(Information Opens)

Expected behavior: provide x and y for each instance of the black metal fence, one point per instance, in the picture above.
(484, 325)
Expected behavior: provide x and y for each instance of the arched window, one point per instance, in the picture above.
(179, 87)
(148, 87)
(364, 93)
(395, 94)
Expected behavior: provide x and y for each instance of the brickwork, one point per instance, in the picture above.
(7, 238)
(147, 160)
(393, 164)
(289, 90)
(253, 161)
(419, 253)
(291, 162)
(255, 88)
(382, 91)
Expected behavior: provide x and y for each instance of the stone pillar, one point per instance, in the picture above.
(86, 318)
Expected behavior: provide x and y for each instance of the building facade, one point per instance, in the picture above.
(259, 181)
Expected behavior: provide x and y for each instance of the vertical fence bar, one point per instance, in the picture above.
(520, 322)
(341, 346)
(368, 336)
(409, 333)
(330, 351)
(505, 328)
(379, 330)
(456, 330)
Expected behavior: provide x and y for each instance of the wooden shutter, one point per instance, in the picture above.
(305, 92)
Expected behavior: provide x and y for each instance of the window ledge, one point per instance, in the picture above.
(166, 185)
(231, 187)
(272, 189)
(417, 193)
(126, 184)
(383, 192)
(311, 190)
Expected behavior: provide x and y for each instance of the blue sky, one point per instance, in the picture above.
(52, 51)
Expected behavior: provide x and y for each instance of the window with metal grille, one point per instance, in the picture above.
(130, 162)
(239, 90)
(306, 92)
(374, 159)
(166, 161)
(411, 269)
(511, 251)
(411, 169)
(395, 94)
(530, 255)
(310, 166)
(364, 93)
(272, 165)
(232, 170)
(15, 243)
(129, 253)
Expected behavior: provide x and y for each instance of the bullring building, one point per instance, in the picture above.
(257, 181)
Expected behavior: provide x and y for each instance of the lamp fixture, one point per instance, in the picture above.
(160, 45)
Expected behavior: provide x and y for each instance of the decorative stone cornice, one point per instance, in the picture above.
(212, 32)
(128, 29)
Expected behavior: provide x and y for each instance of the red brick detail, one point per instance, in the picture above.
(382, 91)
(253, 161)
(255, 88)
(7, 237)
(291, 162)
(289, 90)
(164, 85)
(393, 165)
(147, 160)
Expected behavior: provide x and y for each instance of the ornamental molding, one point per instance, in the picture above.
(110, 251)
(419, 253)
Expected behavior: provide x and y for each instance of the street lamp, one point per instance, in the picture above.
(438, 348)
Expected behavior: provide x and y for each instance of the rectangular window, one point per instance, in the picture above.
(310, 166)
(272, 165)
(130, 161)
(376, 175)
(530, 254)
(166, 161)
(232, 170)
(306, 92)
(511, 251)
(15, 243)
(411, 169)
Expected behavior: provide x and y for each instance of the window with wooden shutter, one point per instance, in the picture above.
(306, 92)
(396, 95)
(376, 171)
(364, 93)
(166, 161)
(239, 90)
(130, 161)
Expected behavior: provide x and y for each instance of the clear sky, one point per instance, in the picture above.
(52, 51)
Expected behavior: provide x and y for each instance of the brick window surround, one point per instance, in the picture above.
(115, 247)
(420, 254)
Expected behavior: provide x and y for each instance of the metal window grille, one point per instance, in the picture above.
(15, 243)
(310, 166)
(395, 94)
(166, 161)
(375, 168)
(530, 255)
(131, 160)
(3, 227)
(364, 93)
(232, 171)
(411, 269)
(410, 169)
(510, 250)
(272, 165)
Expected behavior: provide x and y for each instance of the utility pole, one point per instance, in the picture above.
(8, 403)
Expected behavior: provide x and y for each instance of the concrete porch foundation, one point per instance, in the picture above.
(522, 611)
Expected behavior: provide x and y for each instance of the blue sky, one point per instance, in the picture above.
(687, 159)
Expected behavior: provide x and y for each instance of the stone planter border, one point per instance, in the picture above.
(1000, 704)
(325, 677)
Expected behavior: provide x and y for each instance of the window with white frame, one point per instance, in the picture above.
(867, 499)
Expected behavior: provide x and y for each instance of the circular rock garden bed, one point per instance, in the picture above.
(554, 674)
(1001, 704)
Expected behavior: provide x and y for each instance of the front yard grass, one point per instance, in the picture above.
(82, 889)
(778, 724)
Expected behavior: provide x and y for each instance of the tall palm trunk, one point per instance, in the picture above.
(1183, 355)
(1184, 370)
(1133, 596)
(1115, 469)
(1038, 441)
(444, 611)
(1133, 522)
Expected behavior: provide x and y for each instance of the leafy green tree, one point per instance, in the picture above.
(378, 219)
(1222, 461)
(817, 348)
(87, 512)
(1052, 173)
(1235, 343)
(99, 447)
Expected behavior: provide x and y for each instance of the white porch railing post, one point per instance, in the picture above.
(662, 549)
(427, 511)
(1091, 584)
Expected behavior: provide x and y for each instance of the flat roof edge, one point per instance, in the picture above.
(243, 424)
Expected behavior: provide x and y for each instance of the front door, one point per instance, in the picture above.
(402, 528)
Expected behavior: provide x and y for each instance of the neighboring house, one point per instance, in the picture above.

(Information Closes)

What is needed –
Provide a verbatim copy of all the entries.

Written solution –
Expected behavior: provide x and y for each instance of the black metal fence, one point per instance, in the picture above.
(484, 325)
Expected behavior: provide x and y for each instance of the arched window, one point per instance, in the picture above.
(179, 87)
(148, 87)
(364, 93)
(395, 94)
Expected behavior: provide x and y for each instance of the brickwork, one point per instance, in the picture above.
(7, 238)
(147, 160)
(393, 164)
(289, 90)
(253, 161)
(419, 253)
(291, 162)
(255, 88)
(382, 91)
Expected behavior: provide x and y for each instance of the stone pillar, one point per instance, in the picture above.
(86, 318)
Expected behavior: provide x and y for each instance of the building facade, one point per instance, in the picture above.
(259, 181)
Expected behavior: provide x and y for each instance of the vertical fence bar, one point per instance, in the picture above.
(520, 322)
(341, 346)
(368, 336)
(409, 333)
(330, 351)
(505, 328)
(379, 330)
(456, 330)
Expected behavior: provide x and y for each instance of the wooden shutter, one point per instance, in the picture above.
(305, 92)
Expected behavior: provide x and y for each instance of the window ledge, one point per instance, in the picture above.
(166, 185)
(231, 187)
(272, 189)
(417, 193)
(126, 184)
(383, 192)
(311, 190)
Expected behavior: provide x and y for each instance of the blue sky, one point per instance, in the picture above.
(52, 51)
Expected behavior: provide x and y for each instance of the window with metal grille, one point per instance, in the picture above.
(130, 162)
(239, 90)
(306, 92)
(374, 159)
(166, 161)
(411, 269)
(511, 251)
(411, 169)
(395, 94)
(530, 255)
(310, 166)
(364, 93)
(272, 165)
(232, 170)
(15, 243)
(129, 253)
Expected behavior: provide x and y for each instance of the bullring building, one point per instance, in the picture above.
(257, 181)
Expected behavior: provide x and y for each instance of the lamp fixture, one point per instance, in the picture above.
(160, 45)
Expected behavior: provide x and y for each instance of the decorative stone cornice, one point per instance, in the picture above.
(212, 32)
(128, 29)
Expected behavior: provide x and y for each instance of the red brick detail, one point per instance, in the picture above.
(382, 91)
(253, 161)
(255, 88)
(7, 237)
(291, 162)
(289, 90)
(164, 85)
(393, 165)
(147, 160)
Expected behavior: provide x and y for each instance of the ornamental molding, one point per instance, in the picture above.
(110, 251)
(419, 253)
Expected behavior: provide x and y for each instance of the street lamp, one point per instance, in the picture above.
(438, 348)
Expected behavior: provide x and y for each instance of the rectangular window, one point per instance, in the picture above.
(310, 166)
(272, 165)
(130, 161)
(376, 175)
(530, 254)
(166, 161)
(232, 170)
(306, 92)
(511, 251)
(15, 243)
(411, 169)
Expected behavior: provide x and y for each instance of the window with wooden shutter, one point per instance, in the picture above.
(306, 92)
(396, 95)
(376, 171)
(364, 93)
(166, 161)
(239, 90)
(130, 161)
Expected behavior: provide x and y for each instance of the clear sky, one point per instance, in the picture above.
(52, 51)
Expected behavior: provide x and y for each instance of the brick window surround, one point per instance, in the picture above.
(115, 247)
(420, 254)
Expected behavior: provide x and y for each instance of the metal window grille, one point per instance, in the picture above.
(15, 243)
(310, 166)
(395, 94)
(166, 161)
(375, 168)
(530, 255)
(131, 160)
(3, 227)
(364, 93)
(232, 171)
(411, 269)
(410, 169)
(510, 250)
(272, 165)
Expected behavior: provide x and y for each instance of the utility pole, one point per instance, in the picture above.
(8, 403)
Expected behavior: provide x and y for each instance of the concrete porch foundation, one point per instance, in the picture above.
(522, 611)
Expected behavior: provide x and y for each instance of the blue sky, one point per instance, in the picture above.
(687, 159)
Expected behavior: provide x and y for each instance of the stone planter border, one point per instance, in the picture above.
(1000, 704)
(325, 677)
Expected behavior: provide x and y for each instance of the window with white frame, one point per instance, in the picture above.
(867, 499)
Expected behavior: provide x and y for each instance of the circular rock garden bed, one point per instance, in the picture above.
(554, 674)
(1001, 704)
Expected behavior: provide x and y for each instance of the front yard grass, one point per instance, in the picture above.
(82, 889)
(778, 724)
Expected behavior: provide x and y for each instance of the tall palm trunk, one point per instance, in the picture above.
(1183, 355)
(1184, 370)
(1133, 596)
(1115, 469)
(1038, 441)
(444, 611)
(1133, 522)
Expected behavior: provide x and y for each instance of the leafy green tree, one point per instance, in the picture above.
(378, 219)
(1222, 461)
(817, 348)
(87, 512)
(1052, 173)
(1235, 343)
(99, 447)
Expected behavior: provide x and y for each instance of the white porch railing post, one point per instance, in the picture above.
(662, 549)
(427, 511)
(1091, 584)
Expected behavior: provide x and y for each instance of the flat roof edge, one point per instance, in the picture above.
(243, 424)
Expected behavior: provide x and y for each instance of the front door, one point per instance, in the picture above.
(402, 528)
Expected behavior: provide x and y for each instance of the neighboring house, one point per instance, in the picture above.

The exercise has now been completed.